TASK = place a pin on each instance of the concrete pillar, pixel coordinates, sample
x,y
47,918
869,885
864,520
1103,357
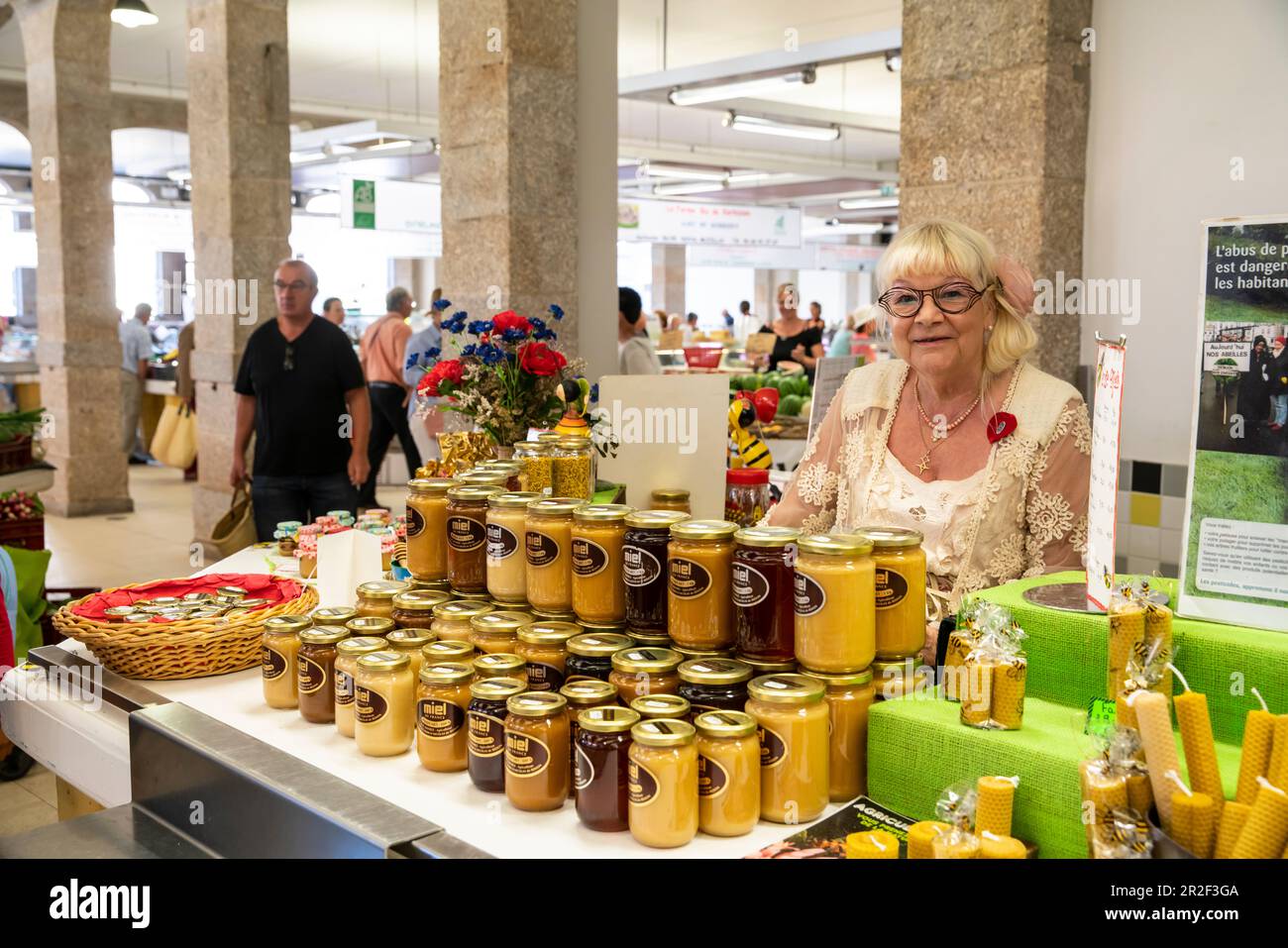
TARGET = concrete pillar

○ ○ ○ ○

• [WORK INSTRUCTION]: Skip every picture and transcribe the data above exactly.

• [TASK RESPONSE]:
TASK = place a pin on each instance of the concrete pillar, pixel coordinates, sample
x,y
47,918
869,885
864,520
1103,357
TARGET = concrete pillar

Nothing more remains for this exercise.